Select every line in the entries below that contains the word "smiling" and copy those lines.

- - - - -

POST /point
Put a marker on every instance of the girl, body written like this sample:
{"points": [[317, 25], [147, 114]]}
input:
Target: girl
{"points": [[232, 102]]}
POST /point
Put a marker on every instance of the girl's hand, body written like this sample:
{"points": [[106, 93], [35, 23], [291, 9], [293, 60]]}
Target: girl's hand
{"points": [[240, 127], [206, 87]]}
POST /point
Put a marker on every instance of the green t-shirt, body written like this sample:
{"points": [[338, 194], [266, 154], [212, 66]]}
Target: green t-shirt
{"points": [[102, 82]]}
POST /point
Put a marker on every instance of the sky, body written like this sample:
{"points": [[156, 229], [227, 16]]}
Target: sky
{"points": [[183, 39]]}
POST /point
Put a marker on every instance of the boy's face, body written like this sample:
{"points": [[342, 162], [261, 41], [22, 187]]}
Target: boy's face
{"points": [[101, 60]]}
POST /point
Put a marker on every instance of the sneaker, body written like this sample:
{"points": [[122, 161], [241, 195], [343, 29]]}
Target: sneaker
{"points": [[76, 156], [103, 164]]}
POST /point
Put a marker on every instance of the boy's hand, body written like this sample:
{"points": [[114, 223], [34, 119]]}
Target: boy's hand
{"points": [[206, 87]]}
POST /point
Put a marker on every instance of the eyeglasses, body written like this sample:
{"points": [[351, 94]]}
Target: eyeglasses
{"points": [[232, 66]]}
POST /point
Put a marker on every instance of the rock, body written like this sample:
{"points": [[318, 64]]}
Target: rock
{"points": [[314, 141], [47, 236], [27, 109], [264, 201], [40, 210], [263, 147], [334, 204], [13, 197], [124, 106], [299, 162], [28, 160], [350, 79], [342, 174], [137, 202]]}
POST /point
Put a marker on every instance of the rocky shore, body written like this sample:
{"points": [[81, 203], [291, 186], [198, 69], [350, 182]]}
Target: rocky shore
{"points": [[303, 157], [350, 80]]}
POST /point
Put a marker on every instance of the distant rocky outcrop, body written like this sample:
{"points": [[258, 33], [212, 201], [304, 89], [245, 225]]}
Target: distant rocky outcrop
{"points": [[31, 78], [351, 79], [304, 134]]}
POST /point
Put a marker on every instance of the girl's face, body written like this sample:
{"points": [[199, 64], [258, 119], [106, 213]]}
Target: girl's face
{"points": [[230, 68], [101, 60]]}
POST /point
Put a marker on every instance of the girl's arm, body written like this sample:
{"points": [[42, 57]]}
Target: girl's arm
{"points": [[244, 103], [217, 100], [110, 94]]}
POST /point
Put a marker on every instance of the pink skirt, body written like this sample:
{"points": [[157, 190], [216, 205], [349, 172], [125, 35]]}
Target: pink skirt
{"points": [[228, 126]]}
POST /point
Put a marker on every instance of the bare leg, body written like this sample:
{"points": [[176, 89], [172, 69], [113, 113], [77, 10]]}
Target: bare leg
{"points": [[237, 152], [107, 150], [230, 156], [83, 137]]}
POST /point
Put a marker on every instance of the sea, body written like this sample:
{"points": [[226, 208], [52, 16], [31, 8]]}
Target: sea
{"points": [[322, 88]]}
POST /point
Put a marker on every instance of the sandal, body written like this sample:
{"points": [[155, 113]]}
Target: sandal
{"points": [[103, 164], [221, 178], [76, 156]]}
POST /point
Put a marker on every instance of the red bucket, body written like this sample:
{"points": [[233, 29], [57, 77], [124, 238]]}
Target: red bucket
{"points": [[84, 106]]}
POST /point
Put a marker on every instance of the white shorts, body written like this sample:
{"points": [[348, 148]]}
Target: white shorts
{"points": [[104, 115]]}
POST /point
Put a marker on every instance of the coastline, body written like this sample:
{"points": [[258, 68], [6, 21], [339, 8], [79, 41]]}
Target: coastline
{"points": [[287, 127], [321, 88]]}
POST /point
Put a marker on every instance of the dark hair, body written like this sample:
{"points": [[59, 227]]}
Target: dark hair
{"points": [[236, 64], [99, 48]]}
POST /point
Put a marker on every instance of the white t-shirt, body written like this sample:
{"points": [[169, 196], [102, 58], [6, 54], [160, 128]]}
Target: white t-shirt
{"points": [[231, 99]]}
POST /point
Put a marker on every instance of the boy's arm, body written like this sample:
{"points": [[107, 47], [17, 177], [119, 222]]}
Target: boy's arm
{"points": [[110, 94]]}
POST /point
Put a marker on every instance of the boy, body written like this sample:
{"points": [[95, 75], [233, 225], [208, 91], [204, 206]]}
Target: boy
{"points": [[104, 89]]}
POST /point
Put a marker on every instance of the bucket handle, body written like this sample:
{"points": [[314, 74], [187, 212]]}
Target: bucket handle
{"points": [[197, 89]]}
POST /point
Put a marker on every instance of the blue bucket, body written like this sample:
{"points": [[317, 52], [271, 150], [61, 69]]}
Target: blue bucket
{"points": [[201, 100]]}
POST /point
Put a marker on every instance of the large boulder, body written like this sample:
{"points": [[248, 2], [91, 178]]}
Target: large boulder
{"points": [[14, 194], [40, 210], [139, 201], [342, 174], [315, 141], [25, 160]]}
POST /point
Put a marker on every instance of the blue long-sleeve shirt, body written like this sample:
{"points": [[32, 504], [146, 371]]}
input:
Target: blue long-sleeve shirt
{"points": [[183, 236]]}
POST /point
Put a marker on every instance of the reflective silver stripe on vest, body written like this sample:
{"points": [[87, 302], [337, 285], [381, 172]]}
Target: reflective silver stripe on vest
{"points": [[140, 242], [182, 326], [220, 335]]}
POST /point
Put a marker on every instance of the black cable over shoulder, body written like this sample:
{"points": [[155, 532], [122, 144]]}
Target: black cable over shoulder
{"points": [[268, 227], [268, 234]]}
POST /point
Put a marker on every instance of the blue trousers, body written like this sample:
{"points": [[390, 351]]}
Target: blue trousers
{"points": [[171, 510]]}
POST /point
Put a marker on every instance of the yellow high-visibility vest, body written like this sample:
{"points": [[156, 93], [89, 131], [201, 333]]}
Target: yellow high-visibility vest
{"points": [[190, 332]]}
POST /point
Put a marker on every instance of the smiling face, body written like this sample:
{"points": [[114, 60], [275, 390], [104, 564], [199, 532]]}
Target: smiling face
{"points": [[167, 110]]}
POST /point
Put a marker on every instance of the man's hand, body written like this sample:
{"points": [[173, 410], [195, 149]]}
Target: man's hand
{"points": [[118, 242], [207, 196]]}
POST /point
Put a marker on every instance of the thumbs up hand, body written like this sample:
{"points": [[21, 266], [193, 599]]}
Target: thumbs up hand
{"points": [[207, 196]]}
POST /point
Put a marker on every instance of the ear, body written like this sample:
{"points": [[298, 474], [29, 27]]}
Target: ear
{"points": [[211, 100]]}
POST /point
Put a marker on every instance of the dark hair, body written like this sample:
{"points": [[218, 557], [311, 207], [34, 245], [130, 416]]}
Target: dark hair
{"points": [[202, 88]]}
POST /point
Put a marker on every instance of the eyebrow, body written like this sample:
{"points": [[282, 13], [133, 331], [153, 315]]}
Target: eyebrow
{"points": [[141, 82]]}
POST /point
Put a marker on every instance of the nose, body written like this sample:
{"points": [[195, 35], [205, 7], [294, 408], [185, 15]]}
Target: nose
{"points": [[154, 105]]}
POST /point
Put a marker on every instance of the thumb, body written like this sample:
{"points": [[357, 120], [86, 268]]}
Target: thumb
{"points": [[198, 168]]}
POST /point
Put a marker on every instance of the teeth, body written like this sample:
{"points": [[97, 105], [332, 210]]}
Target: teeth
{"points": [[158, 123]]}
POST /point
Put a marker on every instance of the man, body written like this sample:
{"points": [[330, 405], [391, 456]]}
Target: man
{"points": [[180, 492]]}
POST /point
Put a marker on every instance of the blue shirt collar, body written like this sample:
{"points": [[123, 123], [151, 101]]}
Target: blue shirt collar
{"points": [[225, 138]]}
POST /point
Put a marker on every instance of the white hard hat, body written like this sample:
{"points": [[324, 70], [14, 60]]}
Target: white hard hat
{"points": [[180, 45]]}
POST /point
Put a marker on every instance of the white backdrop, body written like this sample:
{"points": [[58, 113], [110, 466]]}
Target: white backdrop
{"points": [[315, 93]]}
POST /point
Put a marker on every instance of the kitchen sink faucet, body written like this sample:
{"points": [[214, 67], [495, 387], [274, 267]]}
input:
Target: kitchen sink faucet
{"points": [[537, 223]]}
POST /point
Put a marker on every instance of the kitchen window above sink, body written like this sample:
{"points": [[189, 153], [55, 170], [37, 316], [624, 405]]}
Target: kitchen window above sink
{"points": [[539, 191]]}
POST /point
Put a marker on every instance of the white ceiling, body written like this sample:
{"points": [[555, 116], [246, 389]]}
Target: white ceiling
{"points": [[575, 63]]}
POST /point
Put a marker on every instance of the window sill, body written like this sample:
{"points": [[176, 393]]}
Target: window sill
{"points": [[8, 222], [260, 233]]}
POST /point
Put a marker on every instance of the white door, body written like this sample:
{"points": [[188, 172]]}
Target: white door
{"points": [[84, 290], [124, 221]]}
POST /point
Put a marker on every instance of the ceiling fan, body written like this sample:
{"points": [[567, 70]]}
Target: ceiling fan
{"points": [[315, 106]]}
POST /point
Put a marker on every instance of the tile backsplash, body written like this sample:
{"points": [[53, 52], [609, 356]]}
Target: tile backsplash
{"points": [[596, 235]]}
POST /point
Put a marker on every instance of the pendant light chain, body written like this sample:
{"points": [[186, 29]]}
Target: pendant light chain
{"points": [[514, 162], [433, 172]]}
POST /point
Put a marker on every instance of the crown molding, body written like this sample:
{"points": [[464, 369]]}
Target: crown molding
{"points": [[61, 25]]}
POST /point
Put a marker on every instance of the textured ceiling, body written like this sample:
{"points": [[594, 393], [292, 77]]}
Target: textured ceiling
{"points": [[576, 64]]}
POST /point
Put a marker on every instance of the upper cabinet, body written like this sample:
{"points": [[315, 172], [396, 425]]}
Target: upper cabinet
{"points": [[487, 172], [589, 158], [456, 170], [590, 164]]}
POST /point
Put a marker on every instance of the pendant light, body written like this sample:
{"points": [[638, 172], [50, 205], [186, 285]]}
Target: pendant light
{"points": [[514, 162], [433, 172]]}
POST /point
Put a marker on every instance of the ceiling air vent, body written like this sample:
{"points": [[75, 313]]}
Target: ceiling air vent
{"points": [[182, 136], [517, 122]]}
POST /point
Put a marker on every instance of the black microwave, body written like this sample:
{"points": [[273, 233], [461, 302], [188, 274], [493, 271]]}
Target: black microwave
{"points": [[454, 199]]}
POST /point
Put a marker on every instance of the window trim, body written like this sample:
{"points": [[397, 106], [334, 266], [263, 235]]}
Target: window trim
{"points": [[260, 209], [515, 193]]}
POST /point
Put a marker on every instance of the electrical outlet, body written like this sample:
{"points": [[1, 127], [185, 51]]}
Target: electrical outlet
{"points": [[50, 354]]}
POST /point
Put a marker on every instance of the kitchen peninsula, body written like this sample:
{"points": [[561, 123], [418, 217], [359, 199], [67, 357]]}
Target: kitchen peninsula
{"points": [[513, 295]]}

- - - - -

* REPLY TO THE TASK
Put a marker on every instance of the smiling face, body written like this sample:
Target: smiling face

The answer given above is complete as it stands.